▸ **Task**
Images should be left out, and everything else in the listing reproduced exactly.

▸ **Data provided**
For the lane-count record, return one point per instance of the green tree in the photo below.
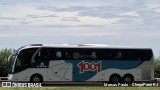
(157, 68)
(4, 64)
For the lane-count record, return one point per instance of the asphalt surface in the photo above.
(97, 84)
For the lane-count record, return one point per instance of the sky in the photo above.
(112, 22)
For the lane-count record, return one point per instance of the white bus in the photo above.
(83, 62)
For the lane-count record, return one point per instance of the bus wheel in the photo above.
(128, 79)
(36, 78)
(115, 78)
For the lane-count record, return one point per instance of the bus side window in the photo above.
(58, 54)
(76, 55)
(94, 55)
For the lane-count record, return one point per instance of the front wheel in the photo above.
(36, 79)
(115, 79)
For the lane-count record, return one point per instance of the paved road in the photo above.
(90, 84)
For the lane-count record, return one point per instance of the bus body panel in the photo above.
(84, 69)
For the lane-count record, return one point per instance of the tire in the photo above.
(114, 79)
(128, 79)
(36, 78)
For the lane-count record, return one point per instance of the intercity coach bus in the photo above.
(82, 62)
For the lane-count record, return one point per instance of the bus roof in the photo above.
(83, 46)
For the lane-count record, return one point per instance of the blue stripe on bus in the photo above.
(106, 64)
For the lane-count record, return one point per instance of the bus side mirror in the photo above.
(26, 65)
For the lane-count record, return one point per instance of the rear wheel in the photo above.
(115, 79)
(128, 79)
(36, 78)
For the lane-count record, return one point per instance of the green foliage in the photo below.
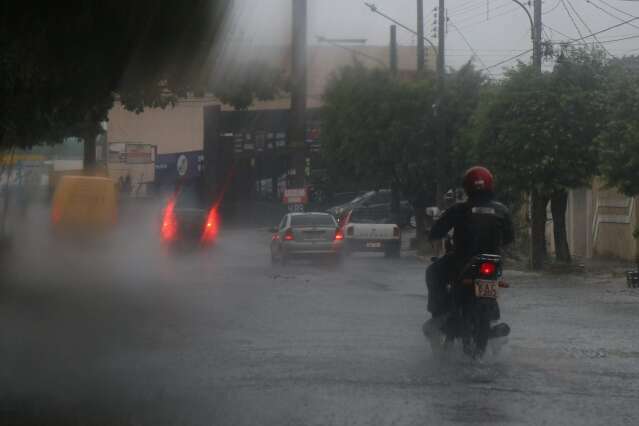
(620, 137)
(380, 130)
(537, 131)
(61, 65)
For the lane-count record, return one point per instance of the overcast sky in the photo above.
(496, 29)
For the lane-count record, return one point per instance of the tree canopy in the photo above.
(62, 64)
(385, 131)
(619, 139)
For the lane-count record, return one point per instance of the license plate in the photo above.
(486, 289)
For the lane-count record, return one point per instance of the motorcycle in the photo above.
(474, 308)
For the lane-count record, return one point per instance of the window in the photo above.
(312, 220)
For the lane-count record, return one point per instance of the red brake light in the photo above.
(211, 226)
(288, 235)
(169, 224)
(487, 269)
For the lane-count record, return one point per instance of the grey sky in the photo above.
(496, 29)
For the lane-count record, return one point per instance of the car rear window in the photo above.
(188, 198)
(370, 215)
(313, 220)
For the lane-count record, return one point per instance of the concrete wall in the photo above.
(600, 223)
(174, 129)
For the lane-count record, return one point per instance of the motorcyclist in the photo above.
(480, 225)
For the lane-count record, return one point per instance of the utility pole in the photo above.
(393, 50)
(297, 117)
(441, 145)
(441, 35)
(420, 37)
(537, 35)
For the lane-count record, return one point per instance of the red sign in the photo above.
(295, 196)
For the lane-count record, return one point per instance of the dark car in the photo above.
(306, 235)
(188, 220)
(377, 200)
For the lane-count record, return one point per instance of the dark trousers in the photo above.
(437, 276)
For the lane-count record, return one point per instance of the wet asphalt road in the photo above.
(119, 332)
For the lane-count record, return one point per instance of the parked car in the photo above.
(85, 205)
(188, 220)
(306, 235)
(369, 229)
(376, 199)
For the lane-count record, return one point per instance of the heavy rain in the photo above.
(319, 212)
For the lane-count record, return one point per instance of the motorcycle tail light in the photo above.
(487, 269)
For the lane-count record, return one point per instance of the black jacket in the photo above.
(481, 225)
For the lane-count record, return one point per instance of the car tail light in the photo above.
(487, 269)
(211, 226)
(56, 216)
(288, 235)
(169, 224)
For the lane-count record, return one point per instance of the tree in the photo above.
(619, 139)
(373, 124)
(62, 64)
(379, 130)
(537, 131)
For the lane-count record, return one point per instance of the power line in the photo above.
(616, 8)
(552, 8)
(481, 13)
(374, 9)
(557, 31)
(572, 19)
(587, 27)
(612, 27)
(509, 12)
(355, 52)
(609, 13)
(470, 47)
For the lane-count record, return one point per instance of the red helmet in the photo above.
(478, 179)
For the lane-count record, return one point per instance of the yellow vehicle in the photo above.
(84, 204)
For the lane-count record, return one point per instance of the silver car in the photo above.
(306, 235)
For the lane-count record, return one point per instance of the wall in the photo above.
(600, 223)
(174, 129)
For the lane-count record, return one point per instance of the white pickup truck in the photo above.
(367, 230)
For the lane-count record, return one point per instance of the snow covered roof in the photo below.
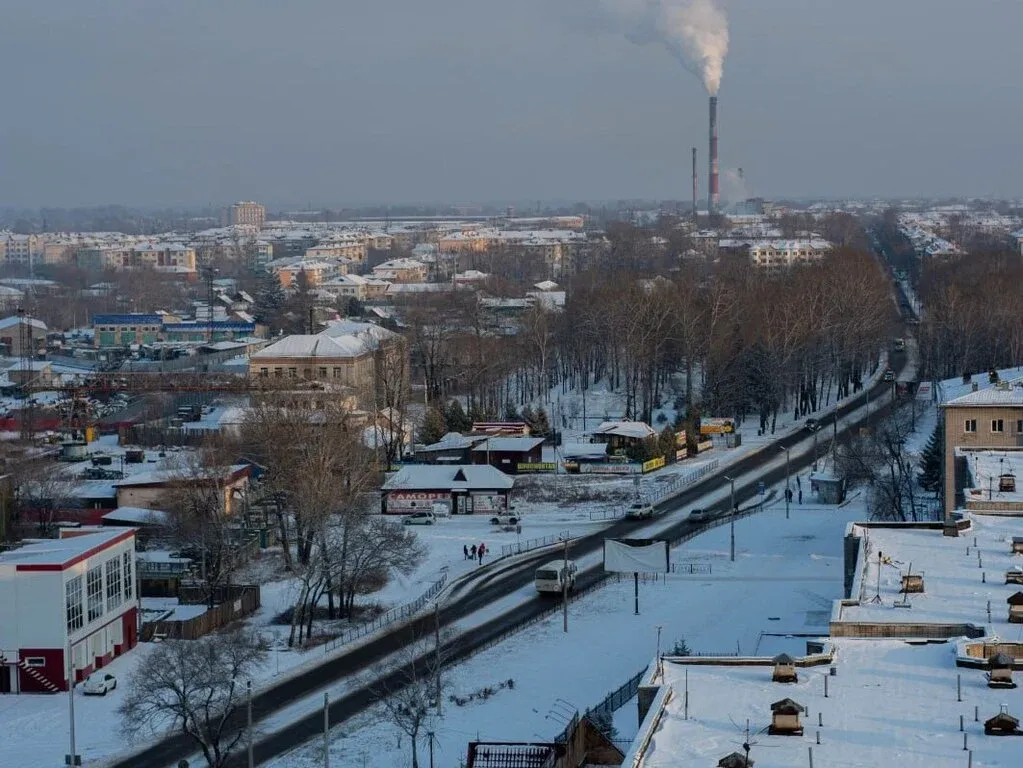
(62, 552)
(636, 430)
(1008, 396)
(454, 478)
(510, 445)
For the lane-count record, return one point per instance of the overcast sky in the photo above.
(342, 101)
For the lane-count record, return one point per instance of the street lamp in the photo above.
(731, 516)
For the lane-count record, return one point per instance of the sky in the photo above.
(330, 102)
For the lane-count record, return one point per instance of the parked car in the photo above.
(504, 520)
(419, 518)
(639, 510)
(98, 684)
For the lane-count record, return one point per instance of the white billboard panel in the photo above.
(635, 556)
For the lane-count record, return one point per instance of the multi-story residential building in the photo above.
(988, 418)
(247, 213)
(401, 270)
(76, 593)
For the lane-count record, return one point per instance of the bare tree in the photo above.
(196, 687)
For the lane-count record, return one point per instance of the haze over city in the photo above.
(396, 100)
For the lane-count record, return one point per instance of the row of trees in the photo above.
(752, 343)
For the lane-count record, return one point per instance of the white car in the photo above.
(504, 520)
(98, 684)
(419, 518)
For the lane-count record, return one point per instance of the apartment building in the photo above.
(247, 213)
(983, 419)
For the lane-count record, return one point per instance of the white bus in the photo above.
(552, 577)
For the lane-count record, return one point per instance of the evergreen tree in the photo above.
(456, 418)
(433, 426)
(931, 459)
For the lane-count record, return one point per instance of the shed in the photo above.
(1001, 671)
(1002, 724)
(829, 488)
(736, 760)
(1015, 608)
(506, 453)
(785, 669)
(913, 583)
(785, 718)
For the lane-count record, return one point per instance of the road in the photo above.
(487, 588)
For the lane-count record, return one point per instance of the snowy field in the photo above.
(890, 704)
(785, 576)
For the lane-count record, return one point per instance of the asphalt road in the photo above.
(489, 588)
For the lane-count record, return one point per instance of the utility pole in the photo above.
(73, 758)
(731, 516)
(249, 722)
(326, 730)
(788, 490)
(565, 586)
(437, 652)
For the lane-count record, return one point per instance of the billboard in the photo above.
(635, 556)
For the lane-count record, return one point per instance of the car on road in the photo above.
(504, 520)
(98, 684)
(419, 518)
(639, 510)
(556, 577)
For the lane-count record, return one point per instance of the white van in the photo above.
(551, 578)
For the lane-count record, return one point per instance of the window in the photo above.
(129, 575)
(114, 595)
(94, 592)
(73, 596)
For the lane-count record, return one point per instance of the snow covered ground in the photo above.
(890, 704)
(785, 576)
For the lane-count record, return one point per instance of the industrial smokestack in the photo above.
(713, 195)
(696, 187)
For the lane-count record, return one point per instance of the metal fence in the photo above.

▸ **Correct result**
For the lane-count record, return one point per instance of the green tree in the photo below.
(157, 68)
(4, 64)
For the lane-count record, return one point per instance of the asphalt surface in the photo above.
(97, 84)
For the lane-count record, return one point per instance of the sky in the photo above.
(112, 22)
For the lane-count record, return one point per instance of the white bus in the photo above.
(83, 62)
For the lane-count record, return one point per instance of the bus wheel in the photo above.
(128, 79)
(36, 78)
(115, 78)
For the lane-count record, return one point per instance of the bus side window in the photo above.
(58, 54)
(76, 55)
(94, 55)
For the lane-count record, return one point per instance of the front wheel in the photo above.
(36, 79)
(115, 79)
For the lane-count record, return one point per instance of the paved road in the photo above.
(90, 84)
For the lane-count record, return one point per instance of the bus body panel in the photo above.
(84, 69)
For the lane-count record, return one point per instance of the tire in the photo above.
(114, 79)
(128, 79)
(36, 78)
For the lane-count record, return one point per instance of the intercity coach bus in the photo above.
(82, 62)
For the lane-count record, return one point per instance of the bus roof in the photo above.
(83, 46)
For the lane-count record, return one point per instance of the blue stripe on bus in the photo above.
(106, 64)
For the lane-count record, return one point per instance of the bus side mirror in the photo above.
(26, 65)
For the lane-count record, return one point per instance of the rear wheel in the photo above.
(115, 79)
(128, 79)
(36, 78)
For the lane-count record, return one point per instance of the green foliage in the photo below.
(620, 137)
(380, 130)
(537, 131)
(61, 65)
For the lane-count record, return one point per instance of the overcast sky in the photo above.
(496, 29)
For the lane-count record, return one point per instance of the tree canopy in the photo above.
(62, 64)
(385, 131)
(619, 139)
For the lane-count record, return one point per instance of the license plate in the photo above.
(486, 289)
For the lane-count record, return one point per instance of the motorcycle in the photo above.
(474, 308)
For the lane-count record, return one point per instance of the window in the photo above.
(312, 220)
For the lane-count record, return one point per instance of the red brake light in the photo above.
(211, 226)
(288, 235)
(169, 224)
(487, 269)
For the lane-count record, return one point per instance of the grey sky in the photo above.
(496, 29)
For the lane-count record, return one point per instance of the car rear window in the photo above.
(188, 198)
(370, 215)
(313, 220)
For the lane-count record, return one point per instance of the concrete wall in the photo above.
(600, 223)
(174, 129)
For the lane-count record, return one point per instance of the motorcyclist in the photo above.
(480, 225)
For the lane-count record, return one point per instance of the utility pole in the photo above.
(393, 50)
(297, 117)
(441, 145)
(441, 35)
(420, 37)
(537, 35)
For the lane-count record, return one point per instance of the red sign in the photo above.
(295, 196)
For the lane-count record, return one point per instance of the dark car in the photo above.
(306, 235)
(188, 220)
(377, 200)
For the lane-count record, return one point per instance of the dark trousers in the photo above.
(437, 276)
For the lane-count record, return one point per instance of the wet asphalt road in the photo above.
(119, 332)
For the lane-count record, return one point per instance of the parked car in the photo above.
(85, 205)
(188, 220)
(306, 235)
(369, 229)
(376, 199)
For the lane-count record, return one point per instance of the heavy rain in the photo above.
(319, 212)
For the lane-count record, return one point per instance of the motorcycle tail light in the photo above.
(487, 269)
For the lane-count record, return one point per instance of the black jacket in the photo above.
(481, 225)
For the lane-count record, return one point per instance of the car tail light in the photo above.
(487, 269)
(211, 226)
(56, 216)
(288, 235)
(169, 224)
For the lane-count record, return one point per instance of the tree in the photo above.
(619, 139)
(373, 124)
(62, 64)
(379, 130)
(537, 131)
For the lane-count record, return one point per instance of the power line in the photo above.
(616, 8)
(552, 8)
(481, 13)
(374, 9)
(557, 31)
(572, 19)
(587, 27)
(612, 27)
(509, 12)
(355, 52)
(609, 13)
(470, 47)
For the lane-count record, return one point per instance of the red helmet in the photo above.
(478, 179)
For the lane-count record, return one point per instance of the yellow vehicle in the photo above.
(84, 204)
For the lane-count record, return one point per instance of the silver car in the photo above.
(306, 235)
For the lane-count record, return one point per instance of the wall in the photo above.
(600, 223)
(174, 129)
For the lane-count record, return one point per instance of the white pickup truck in the photo above.
(367, 230)
For the lane-count record, return one point per instance of the snow covered roof in the photo below.
(62, 552)
(636, 430)
(1008, 396)
(454, 478)
(510, 445)
For the lane-count record, return one point per instance of the overcast sky in the photo above.
(342, 101)
For the lane-count record, return one point per instance of the street lamp in the photo above.
(731, 516)
For the lane-count record, return one point per instance of the sky in the photo above.
(330, 102)
For the lane-count record, return one point per instance of the parked car in the photo above.
(504, 520)
(419, 518)
(639, 510)
(98, 684)
For the lane-count record, return one point per instance of the white billboard panel in the photo above.
(635, 556)
For the lane-count record, return one point per instance of the multi-story residential building in the photo above.
(988, 418)
(247, 213)
(401, 270)
(76, 593)
For the lane-count record, return one point per instance of the bare tree in the photo above.
(196, 687)
For the lane-count record, return one point per instance of the haze over city in the photo above.
(396, 100)
For the lane-count record, return one point per instance of the row of trees in the photo above.
(752, 343)
For the lane-count record, return one point per instance of the white car in the photo above.
(504, 520)
(98, 684)
(419, 518)
For the lane-count record, return one point per instance of the apartment building in the photo above.
(247, 213)
(983, 419)
For the lane-count record, return one point per instance of the white bus in the photo above.
(552, 577)
For the lane-count record, return one point per instance of the evergreen tree in the photo above.
(456, 418)
(433, 426)
(931, 459)
For the lane-count record, return one point per instance of the shed in the photo above.
(1001, 671)
(1002, 724)
(829, 488)
(736, 760)
(1015, 608)
(506, 453)
(785, 669)
(913, 583)
(785, 718)
For the lane-count record, return one point per instance of the road in the photo above.
(487, 588)
For the lane-count record, return one point per instance of the snowy field in the photo above.
(890, 704)
(785, 576)
For the lane-count record, return one point per instance of the asphalt road in the photo above.
(489, 588)
For the lane-count record, return one point per instance of the utility pole in the photo above.
(73, 758)
(731, 516)
(249, 722)
(326, 730)
(788, 490)
(565, 586)
(437, 652)
For the lane-count record, return one point per instance of the billboard in the photo above.
(635, 556)
For the lane-count record, return one point per instance of the car on road in the photo above.
(504, 520)
(98, 684)
(419, 518)
(639, 510)
(556, 577)
For the lane-count record, return one point per instance of the white van in the photo above.
(551, 578)
For the lane-count record, return one point per instance of the window in the photo above.
(129, 575)
(114, 595)
(94, 592)
(73, 596)
For the lane-count record, return one point per instance of the snow covered ground in the photo above.
(890, 704)
(785, 576)
For the lane-count record, return one point per instance of the industrial smokestack in the photo above.
(713, 195)
(696, 187)
For the lane-count record, return one point per instance of the metal fence in the photo above.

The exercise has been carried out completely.